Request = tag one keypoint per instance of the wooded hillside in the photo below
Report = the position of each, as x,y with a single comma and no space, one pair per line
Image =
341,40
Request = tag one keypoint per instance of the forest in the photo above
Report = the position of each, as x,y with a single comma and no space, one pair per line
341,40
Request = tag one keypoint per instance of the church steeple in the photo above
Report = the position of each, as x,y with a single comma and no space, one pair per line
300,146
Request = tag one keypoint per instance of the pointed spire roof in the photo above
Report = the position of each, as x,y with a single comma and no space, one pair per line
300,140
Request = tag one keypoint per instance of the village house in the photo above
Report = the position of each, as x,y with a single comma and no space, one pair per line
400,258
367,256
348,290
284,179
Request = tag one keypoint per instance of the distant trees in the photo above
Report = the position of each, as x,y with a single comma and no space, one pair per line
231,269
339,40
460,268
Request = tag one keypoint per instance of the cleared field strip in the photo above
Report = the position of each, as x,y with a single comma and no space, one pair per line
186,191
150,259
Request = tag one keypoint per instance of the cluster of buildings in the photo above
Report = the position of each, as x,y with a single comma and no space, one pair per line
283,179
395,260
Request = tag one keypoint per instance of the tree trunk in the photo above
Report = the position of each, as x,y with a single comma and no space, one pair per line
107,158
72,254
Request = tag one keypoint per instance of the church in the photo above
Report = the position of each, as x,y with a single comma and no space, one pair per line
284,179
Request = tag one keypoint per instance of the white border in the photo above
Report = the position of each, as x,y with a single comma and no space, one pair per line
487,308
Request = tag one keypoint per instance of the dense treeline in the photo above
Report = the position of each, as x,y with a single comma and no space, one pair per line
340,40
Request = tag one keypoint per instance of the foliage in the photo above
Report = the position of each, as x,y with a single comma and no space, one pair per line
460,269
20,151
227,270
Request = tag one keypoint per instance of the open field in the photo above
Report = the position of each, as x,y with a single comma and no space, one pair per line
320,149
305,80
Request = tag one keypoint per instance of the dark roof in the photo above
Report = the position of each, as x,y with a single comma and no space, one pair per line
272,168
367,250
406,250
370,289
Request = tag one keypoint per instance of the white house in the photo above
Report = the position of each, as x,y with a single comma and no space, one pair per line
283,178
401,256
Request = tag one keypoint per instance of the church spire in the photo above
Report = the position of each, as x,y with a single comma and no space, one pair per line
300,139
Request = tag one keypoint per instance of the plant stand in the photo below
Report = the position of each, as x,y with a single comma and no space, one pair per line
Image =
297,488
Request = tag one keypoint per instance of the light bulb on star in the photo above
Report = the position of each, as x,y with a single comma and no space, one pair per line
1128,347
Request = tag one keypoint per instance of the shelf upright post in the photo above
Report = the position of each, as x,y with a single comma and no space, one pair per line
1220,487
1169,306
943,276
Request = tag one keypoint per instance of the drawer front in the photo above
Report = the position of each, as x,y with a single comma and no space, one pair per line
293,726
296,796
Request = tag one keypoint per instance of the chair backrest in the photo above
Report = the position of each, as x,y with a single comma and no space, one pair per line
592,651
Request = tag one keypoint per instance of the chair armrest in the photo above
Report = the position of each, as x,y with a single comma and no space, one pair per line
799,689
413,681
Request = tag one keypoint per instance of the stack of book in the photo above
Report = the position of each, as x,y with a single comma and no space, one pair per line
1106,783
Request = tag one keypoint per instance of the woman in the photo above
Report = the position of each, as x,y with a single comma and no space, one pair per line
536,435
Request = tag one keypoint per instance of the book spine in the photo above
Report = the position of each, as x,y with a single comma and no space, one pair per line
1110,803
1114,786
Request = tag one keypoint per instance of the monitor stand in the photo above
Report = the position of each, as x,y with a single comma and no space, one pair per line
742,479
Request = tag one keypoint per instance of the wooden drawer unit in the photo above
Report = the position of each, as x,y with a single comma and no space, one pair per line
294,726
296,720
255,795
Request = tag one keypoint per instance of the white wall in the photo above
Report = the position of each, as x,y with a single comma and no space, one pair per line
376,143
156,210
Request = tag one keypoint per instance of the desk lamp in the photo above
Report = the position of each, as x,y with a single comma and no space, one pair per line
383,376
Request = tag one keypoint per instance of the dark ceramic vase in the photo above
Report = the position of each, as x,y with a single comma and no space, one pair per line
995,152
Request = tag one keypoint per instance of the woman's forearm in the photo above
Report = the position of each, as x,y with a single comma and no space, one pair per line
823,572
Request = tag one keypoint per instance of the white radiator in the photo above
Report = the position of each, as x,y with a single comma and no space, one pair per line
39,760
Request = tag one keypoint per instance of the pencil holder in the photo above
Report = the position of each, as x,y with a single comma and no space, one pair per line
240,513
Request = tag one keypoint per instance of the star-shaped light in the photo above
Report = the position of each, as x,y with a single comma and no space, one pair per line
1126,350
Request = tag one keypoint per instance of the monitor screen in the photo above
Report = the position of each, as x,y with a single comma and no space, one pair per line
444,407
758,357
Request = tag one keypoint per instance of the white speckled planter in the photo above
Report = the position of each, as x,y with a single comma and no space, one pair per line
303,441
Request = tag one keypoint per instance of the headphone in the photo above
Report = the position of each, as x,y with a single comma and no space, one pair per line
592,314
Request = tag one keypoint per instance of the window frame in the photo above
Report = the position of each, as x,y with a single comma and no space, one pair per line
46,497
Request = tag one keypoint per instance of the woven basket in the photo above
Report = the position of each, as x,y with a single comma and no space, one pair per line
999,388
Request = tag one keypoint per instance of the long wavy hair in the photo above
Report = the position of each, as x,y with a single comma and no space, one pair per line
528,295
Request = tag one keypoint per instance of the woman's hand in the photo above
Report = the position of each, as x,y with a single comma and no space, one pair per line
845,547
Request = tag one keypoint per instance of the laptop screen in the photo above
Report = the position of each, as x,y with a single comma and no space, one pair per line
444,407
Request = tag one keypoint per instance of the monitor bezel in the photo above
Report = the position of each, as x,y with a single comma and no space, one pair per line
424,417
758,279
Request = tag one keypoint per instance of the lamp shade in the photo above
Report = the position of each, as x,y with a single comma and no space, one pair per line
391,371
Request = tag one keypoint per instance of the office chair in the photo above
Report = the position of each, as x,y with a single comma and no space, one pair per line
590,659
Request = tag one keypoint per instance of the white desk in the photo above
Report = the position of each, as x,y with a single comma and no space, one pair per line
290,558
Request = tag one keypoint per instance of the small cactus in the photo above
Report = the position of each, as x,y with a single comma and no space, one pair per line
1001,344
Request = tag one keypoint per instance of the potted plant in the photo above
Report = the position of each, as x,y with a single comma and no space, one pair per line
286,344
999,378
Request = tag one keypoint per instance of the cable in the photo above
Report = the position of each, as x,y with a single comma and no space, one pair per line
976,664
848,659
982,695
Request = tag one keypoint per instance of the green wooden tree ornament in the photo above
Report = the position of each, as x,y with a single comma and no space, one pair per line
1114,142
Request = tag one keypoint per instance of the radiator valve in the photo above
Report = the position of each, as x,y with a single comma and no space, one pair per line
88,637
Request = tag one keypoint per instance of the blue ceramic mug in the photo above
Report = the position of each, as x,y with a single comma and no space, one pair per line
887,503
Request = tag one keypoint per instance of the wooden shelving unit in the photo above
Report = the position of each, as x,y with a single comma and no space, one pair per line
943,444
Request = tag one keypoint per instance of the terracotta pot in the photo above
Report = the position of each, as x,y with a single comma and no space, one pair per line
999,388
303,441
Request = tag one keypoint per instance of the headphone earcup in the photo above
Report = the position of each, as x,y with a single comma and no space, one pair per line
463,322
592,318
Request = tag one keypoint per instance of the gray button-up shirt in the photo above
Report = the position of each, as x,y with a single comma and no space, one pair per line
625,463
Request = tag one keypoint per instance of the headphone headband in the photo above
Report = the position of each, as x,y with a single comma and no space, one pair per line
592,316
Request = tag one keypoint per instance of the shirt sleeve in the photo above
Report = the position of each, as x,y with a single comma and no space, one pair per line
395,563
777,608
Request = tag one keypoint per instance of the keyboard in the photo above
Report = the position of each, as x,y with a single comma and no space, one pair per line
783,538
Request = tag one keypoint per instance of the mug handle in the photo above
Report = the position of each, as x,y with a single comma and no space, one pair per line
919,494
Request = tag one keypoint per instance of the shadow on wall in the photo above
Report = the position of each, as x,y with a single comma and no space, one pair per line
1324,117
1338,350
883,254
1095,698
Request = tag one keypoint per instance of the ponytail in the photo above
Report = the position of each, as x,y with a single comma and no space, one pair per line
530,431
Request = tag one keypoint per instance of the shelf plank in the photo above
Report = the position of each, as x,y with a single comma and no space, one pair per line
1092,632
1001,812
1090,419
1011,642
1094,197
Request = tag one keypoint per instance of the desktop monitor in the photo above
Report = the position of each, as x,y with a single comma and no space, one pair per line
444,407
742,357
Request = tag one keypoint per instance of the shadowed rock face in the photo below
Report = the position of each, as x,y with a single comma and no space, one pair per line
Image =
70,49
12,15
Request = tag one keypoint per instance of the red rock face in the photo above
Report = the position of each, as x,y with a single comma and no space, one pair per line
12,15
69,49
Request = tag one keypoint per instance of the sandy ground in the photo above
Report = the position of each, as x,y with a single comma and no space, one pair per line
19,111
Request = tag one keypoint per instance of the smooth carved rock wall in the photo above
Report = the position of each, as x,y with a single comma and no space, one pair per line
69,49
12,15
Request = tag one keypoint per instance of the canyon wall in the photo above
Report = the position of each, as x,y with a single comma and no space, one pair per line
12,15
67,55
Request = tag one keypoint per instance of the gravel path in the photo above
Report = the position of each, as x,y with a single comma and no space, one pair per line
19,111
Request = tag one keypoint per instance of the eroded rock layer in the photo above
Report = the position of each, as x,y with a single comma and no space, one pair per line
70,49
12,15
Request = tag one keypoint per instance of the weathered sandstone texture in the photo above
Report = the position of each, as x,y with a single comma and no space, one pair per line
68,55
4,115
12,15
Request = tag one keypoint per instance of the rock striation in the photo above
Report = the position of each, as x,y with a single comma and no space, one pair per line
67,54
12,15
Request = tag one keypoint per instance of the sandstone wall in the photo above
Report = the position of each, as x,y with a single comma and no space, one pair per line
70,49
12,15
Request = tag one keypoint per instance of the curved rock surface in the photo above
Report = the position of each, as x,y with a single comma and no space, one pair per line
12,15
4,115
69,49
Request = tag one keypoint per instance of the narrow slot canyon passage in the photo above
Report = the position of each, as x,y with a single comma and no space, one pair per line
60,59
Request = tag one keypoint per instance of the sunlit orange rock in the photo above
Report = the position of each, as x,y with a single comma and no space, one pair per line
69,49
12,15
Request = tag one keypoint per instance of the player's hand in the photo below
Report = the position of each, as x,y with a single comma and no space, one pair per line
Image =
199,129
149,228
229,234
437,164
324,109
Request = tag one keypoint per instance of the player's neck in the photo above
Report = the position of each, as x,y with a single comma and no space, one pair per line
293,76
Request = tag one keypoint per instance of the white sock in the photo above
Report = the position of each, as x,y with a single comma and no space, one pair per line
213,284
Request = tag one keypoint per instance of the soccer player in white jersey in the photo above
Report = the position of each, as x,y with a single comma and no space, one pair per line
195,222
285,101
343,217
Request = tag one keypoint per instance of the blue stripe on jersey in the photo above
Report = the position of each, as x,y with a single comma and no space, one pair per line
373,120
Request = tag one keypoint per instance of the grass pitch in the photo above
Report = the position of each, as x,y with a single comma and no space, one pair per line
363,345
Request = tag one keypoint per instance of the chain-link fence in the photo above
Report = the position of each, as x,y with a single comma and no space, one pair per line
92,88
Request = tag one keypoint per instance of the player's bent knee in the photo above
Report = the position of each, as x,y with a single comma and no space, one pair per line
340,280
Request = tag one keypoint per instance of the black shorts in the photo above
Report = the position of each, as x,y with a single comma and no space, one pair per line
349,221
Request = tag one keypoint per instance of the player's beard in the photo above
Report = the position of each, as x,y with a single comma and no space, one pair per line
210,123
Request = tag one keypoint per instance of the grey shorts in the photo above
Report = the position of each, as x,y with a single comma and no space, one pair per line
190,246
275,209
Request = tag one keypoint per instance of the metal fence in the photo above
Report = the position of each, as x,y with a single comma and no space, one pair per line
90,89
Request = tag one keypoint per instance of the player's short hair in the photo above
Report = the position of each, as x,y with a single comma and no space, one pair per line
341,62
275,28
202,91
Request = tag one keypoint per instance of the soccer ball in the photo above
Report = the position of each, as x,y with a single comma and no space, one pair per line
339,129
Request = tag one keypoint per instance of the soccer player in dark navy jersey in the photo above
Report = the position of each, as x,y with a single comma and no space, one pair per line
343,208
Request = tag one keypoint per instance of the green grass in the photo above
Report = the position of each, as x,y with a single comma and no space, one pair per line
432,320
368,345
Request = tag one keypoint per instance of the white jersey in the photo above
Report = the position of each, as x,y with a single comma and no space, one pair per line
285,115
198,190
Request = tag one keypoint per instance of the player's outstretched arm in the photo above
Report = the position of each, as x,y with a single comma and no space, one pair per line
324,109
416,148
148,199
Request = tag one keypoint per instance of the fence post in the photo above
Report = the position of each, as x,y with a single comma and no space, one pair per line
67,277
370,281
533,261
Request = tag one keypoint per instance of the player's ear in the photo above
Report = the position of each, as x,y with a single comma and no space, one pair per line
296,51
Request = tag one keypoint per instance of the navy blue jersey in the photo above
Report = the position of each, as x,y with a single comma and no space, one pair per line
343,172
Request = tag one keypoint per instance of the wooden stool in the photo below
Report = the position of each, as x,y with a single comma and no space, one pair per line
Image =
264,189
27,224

- [Do this]:
Repeat exactly, and only, the lines from the one containing "Request = tag one keypoint per instance of the player's ear" through the end of the material.

- [Exercise output]:
Request = tag one keypoint per instance of the player's ear in the photo above
Report = the position of each, as x,y with a single comma and no space, one pair per line
296,51
Request = tag one keypoint per instance of the navy blue jersey in the photo above
Report = the position of each, as x,y with a single comma and no space, one pair per line
343,172
Request = tag one keypoint per instance of the wooden stool in the photo below
Report = the position of each, as x,y with a single comma and no space, one pair per line
Image =
264,189
27,224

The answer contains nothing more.